* _Required work_:
Output the records below as a Markdown table with two columns, No. and Text. Put a row number in No. and one line in Text, covering everything from the line with "If you could tag the forested" up to and including the last line of the records, with blank lines and pictures left out.

* _Provided entries_:
════════════════

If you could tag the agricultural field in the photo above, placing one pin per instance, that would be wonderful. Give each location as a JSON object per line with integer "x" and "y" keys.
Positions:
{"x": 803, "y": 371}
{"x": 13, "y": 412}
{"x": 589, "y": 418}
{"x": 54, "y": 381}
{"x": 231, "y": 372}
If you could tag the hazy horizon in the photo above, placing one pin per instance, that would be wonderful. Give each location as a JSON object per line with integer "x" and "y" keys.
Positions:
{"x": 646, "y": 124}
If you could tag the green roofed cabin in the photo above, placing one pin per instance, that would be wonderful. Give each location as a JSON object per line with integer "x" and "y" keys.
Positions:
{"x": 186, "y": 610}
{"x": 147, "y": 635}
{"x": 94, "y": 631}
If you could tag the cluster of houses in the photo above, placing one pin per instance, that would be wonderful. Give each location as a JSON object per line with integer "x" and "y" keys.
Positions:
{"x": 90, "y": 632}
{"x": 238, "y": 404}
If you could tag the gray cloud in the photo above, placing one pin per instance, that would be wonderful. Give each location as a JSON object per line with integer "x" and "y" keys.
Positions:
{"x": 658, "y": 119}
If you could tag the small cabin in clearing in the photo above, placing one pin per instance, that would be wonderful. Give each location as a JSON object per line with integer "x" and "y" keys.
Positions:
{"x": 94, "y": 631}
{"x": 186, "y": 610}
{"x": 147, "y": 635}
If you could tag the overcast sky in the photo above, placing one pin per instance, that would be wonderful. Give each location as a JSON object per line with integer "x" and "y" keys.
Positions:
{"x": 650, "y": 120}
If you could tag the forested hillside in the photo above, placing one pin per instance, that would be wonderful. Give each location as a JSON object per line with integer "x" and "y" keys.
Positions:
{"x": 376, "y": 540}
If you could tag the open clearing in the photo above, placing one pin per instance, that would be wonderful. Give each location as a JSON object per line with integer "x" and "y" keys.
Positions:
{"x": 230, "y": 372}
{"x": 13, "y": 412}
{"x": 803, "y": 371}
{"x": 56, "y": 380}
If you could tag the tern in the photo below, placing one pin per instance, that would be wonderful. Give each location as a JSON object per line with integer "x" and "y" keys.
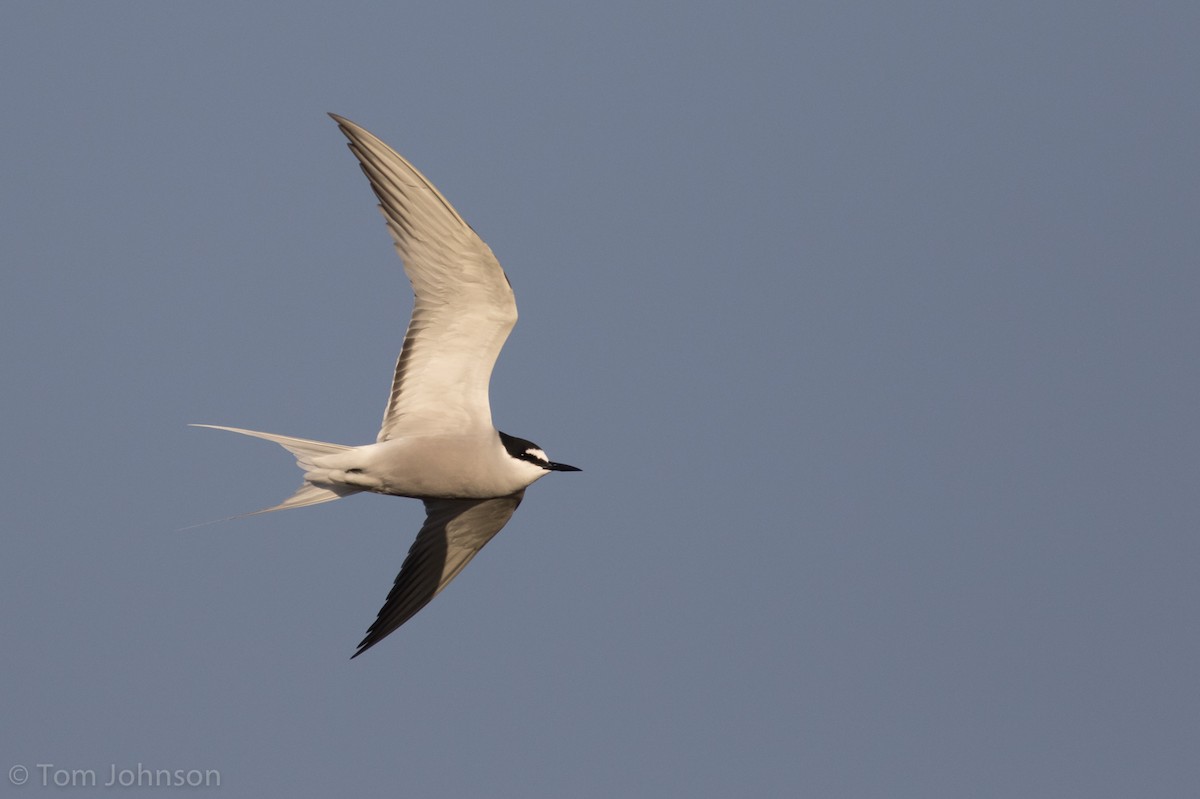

════════════════

* _Answer to the exercise_:
| No. | Text |
|---|---|
| 1 | If you could tag the forested hillside in the photo above, placing one pin per instance, that would be wonderful. Give each location as a JSON object per line with integer "x" and "y" keys. |
| 2 | Positions: |
| 3 | {"x": 376, "y": 540} |
| 4 | If you could tag the open clearing in the photo above, placing one pin per instance, that would be wonderful. Give each location as a JSON object per line with integer "x" and "y" keys. |
| 5 | Positions: |
| 6 | {"x": 230, "y": 372} |
| 7 | {"x": 13, "y": 412} |
| 8 | {"x": 803, "y": 371} |
| 9 | {"x": 56, "y": 380} |
| 10 | If you could tag the tern in the photo below, placing one pin per instance, that would be wonderful. Give each location as a JSON object per line with integer "x" and "y" keys. |